_Activity_
In your copy of the data, omit the pictures and keep all else exactly as given.

Natural language region descriptions:
<<<<

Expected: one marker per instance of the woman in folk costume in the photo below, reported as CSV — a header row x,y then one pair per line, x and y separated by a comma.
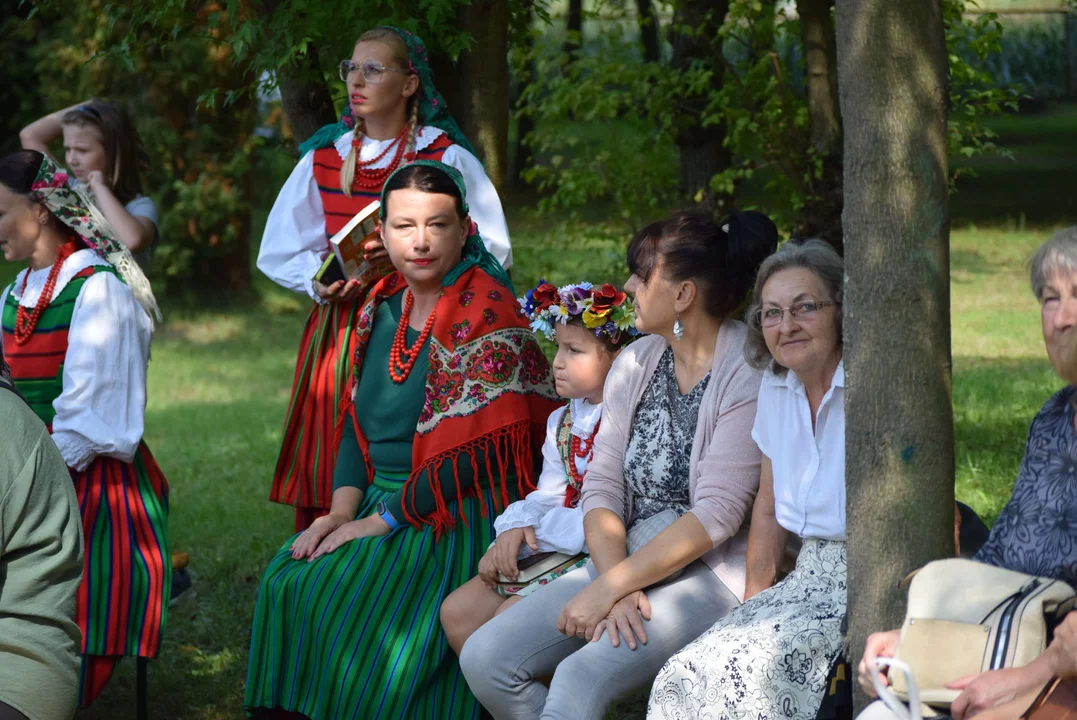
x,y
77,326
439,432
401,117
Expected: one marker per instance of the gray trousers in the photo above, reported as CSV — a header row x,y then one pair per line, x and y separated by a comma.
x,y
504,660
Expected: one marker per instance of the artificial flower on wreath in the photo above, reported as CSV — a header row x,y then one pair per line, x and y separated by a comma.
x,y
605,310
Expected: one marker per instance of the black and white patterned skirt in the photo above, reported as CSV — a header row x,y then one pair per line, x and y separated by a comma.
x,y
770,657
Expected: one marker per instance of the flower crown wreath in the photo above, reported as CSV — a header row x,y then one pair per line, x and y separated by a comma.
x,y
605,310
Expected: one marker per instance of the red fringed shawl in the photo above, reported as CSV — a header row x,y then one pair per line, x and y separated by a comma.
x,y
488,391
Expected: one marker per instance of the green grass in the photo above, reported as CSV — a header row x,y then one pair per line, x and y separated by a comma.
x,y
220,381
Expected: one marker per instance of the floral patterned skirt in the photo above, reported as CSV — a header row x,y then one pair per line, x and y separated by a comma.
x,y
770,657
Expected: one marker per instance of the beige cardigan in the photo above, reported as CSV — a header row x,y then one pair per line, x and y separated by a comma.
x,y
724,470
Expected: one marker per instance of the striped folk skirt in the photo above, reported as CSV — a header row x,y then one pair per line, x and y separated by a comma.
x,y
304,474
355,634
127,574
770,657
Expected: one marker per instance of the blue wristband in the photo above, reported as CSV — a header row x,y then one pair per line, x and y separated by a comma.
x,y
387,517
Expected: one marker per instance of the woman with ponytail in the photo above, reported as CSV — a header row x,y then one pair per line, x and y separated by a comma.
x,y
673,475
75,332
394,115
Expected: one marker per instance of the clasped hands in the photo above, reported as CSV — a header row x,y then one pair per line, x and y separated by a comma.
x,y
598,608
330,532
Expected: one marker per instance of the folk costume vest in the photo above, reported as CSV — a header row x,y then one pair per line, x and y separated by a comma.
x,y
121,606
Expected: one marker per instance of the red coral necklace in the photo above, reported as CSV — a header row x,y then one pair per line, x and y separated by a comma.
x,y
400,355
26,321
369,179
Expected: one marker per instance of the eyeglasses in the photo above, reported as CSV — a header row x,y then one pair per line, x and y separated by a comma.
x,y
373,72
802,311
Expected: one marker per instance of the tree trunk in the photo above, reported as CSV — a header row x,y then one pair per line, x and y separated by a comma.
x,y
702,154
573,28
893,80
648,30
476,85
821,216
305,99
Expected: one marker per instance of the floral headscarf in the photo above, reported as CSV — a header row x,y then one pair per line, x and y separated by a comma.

>>>>

_Exercise response_
Expected: one marker per instance of the woman in folk costume in the photo below, reported as CSV — a header row x,y then one pair per line, x and y separated by a comma.
x,y
77,326
439,432
401,117
Expected: one marker per instance of the gray trousers in the photo above, reported as CSV — a header row x,y then one pair per line, x and y separated by a comma.
x,y
504,660
Expected: one marker per instance of the artificial flower on wreath in the photo above, reported as CSV — a header row x,y then one pair per line, x and y separated by a comma.
x,y
605,310
Expected: one marker per instance of the black and white patterned skirt in the photo above, reported as CSV — a header row x,y then one pair per line, x and y separated by a comma.
x,y
770,657
Expected: one marker per instance of the flower crown wreath in the photo above, reported as CSV — a header row x,y then one pair per line, x and y separated by a comma.
x,y
605,310
Expected: one marker per instance of the red fringed shawl in the photo above, reported as CSV — a header row x,y then one pair per line, x and y separated by a comma.
x,y
488,391
Expected: one marker per instance of the green grass in the photo above, reported as CSV — a header row x,y then one pair per line, x and y separated by a comma.
x,y
220,381
Expected: one marker per instance of the floral patterned skirt in the photo above, reported as CSV — a header row x,y then one pair per line, x and y separated by a comma.
x,y
770,657
Expected: one marker per instance of the beige cardigan in the photo above, reported as CSV — a header row x,y then one pair per line, x and y separated by a comma.
x,y
724,470
Expected: one marker per instance of the striped folk skirt in the photo above, reported as CSV — a header row x,y then one pair per line, x and y separated by a comma.
x,y
304,474
355,634
127,574
770,657
Expected: one marker per instance of the blue wristband in the photo above, reported as CSV — a header row x,y then one pair per line, x and y separated by a comma.
x,y
387,517
Expected: one marker per instance of the woman with ponytail in the photo above, reported as CSV — a header row x,y then one pair per line, x and y separated by a comma.
x,y
673,475
75,332
394,115
Expected: one marker per instance of the clasped hands in the photo above, reported as CSV — a header row x,y then one pair per line, x and y separated by a comma.
x,y
598,608
330,532
Expected: one marker per instance of the folk costume vest in the photo above, reported as CSV — a header row x,y then one pair per line, x and y separated by a comma.
x,y
121,606
Expected: one marker per instance of the red coral necklace in the photo above, reported as CSV — a header row x,y then one pair per line, x and y separated by a comma.
x,y
400,355
26,321
369,179
Expected: one marker per instance of the eyeglasses in the photo above, reported as CSV — a header row x,y then one pair per line, x and y separated by a comma.
x,y
373,72
802,311
Expected: one marker per instance of the tree trunk in the photo above, reported as CSV — a header row x,y then one pair per line, x and y separated by a comma.
x,y
702,154
573,28
893,80
648,30
476,85
821,216
305,99
Expected: one marker per instance of the floral headscarf in the photo above, reported as CSV — a header row x,y then one pair per line, x and y separated by a comma.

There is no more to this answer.